> **LISTING**
* BEGIN *

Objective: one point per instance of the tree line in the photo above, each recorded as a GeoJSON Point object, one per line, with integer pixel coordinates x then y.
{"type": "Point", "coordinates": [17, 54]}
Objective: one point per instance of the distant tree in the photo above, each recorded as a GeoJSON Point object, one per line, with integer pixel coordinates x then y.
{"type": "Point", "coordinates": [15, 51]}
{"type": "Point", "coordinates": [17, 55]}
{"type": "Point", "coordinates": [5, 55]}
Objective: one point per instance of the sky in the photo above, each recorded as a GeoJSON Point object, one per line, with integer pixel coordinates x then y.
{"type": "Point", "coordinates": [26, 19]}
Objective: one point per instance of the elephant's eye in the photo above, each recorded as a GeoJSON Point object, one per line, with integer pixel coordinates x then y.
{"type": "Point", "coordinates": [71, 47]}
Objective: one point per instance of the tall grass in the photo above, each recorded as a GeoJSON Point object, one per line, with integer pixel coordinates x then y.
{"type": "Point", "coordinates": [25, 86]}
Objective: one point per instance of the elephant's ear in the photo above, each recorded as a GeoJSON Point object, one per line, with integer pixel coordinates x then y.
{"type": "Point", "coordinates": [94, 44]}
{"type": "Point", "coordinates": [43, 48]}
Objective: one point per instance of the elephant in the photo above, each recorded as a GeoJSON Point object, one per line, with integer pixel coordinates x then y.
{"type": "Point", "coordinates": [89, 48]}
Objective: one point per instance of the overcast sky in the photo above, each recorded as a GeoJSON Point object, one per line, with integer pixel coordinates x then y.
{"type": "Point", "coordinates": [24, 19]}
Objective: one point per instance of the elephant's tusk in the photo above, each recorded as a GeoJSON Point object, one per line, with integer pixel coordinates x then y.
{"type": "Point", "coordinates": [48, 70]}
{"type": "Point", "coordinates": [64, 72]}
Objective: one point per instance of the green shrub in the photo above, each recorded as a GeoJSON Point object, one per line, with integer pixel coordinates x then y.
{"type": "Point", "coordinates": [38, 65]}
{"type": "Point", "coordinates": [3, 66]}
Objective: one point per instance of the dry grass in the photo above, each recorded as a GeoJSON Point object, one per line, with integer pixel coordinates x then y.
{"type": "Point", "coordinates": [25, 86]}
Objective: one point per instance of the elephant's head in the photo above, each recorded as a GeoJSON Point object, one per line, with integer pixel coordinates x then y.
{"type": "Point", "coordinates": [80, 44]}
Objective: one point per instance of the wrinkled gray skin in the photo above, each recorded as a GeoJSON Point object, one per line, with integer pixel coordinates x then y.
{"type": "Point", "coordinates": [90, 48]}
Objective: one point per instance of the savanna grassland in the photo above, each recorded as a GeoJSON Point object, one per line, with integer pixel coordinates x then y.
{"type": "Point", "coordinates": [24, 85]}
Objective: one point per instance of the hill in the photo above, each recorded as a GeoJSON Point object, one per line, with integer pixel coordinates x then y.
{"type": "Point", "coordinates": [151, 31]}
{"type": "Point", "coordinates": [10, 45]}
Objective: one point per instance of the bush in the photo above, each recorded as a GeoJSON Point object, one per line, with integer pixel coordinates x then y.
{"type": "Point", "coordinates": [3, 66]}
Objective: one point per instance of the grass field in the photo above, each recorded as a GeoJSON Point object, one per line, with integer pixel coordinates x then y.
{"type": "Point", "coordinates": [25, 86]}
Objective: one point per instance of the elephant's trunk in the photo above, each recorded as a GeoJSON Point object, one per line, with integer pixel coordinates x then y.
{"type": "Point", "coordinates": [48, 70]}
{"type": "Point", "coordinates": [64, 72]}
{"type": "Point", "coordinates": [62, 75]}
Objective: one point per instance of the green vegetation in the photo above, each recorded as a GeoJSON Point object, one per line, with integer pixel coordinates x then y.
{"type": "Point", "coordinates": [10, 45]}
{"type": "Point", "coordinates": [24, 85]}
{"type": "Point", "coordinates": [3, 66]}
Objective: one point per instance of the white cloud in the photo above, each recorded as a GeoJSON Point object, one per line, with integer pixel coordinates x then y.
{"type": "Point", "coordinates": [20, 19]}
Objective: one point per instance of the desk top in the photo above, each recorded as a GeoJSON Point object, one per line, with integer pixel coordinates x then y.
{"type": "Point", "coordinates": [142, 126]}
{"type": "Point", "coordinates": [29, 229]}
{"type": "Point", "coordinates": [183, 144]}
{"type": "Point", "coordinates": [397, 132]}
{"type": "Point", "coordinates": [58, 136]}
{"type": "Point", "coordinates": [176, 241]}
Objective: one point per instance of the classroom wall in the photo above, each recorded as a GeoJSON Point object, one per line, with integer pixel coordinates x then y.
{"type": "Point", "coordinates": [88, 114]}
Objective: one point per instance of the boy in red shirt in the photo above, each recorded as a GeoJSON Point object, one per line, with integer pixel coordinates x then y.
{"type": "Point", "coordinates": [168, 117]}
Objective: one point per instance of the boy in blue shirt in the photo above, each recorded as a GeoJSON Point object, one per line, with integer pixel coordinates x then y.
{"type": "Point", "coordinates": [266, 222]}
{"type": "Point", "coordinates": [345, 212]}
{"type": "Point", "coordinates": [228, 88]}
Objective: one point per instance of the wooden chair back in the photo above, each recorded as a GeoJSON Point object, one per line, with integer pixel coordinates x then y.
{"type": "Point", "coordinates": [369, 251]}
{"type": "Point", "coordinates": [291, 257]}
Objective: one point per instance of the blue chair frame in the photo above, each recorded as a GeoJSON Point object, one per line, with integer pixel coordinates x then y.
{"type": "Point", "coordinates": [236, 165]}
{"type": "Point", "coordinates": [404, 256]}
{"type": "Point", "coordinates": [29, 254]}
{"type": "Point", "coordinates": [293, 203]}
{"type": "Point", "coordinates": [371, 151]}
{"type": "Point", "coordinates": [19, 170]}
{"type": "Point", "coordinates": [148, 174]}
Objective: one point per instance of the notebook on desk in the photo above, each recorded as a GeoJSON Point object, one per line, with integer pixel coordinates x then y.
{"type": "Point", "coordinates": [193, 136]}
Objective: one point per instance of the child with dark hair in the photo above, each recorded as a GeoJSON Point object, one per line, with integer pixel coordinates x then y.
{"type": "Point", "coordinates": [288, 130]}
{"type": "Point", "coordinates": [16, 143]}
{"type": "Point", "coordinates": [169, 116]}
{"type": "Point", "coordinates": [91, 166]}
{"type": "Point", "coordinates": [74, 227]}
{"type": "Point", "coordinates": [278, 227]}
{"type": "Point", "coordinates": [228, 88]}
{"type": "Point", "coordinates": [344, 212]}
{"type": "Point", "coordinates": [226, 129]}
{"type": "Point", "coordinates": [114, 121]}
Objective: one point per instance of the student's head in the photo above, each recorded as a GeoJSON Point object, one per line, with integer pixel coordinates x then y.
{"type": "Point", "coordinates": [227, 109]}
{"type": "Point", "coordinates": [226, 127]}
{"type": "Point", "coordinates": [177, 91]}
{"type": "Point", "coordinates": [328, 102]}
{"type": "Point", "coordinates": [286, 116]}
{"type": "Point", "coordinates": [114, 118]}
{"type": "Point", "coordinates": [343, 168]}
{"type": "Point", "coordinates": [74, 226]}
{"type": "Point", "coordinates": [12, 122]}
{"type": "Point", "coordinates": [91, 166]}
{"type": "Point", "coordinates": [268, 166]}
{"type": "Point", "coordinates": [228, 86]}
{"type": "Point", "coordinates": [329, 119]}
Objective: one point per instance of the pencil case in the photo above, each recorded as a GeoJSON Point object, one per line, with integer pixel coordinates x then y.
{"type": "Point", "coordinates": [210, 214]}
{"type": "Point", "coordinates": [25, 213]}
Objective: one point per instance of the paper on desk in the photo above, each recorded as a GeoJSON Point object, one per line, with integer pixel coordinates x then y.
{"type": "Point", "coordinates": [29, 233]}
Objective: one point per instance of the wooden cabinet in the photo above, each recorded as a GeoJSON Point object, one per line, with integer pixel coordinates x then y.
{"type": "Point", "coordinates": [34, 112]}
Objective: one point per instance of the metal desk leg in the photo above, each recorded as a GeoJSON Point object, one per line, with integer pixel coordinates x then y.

* END *

> **EXERCISE OBJECTIVE**
Arrange the stretch of the records above, from the line containing "Objective: one point per instance of the wooden cabinet" through the end of the records, as a JSON list of strings with one string per line and blank lines omitted.

> **WRITTEN ANSWER**
[
  "Objective: one point per instance of the wooden cabinet in the photo above, each recorded as a GeoJSON Point object, one per line, with integer pixel coordinates x then y.",
  "{\"type\": \"Point\", \"coordinates\": [34, 112]}",
  "Objective: one point per instance of the metal desk leg in the photo above, each recorded as a GeoJSON Point object, one per line, with integer pixel coordinates x then y."
]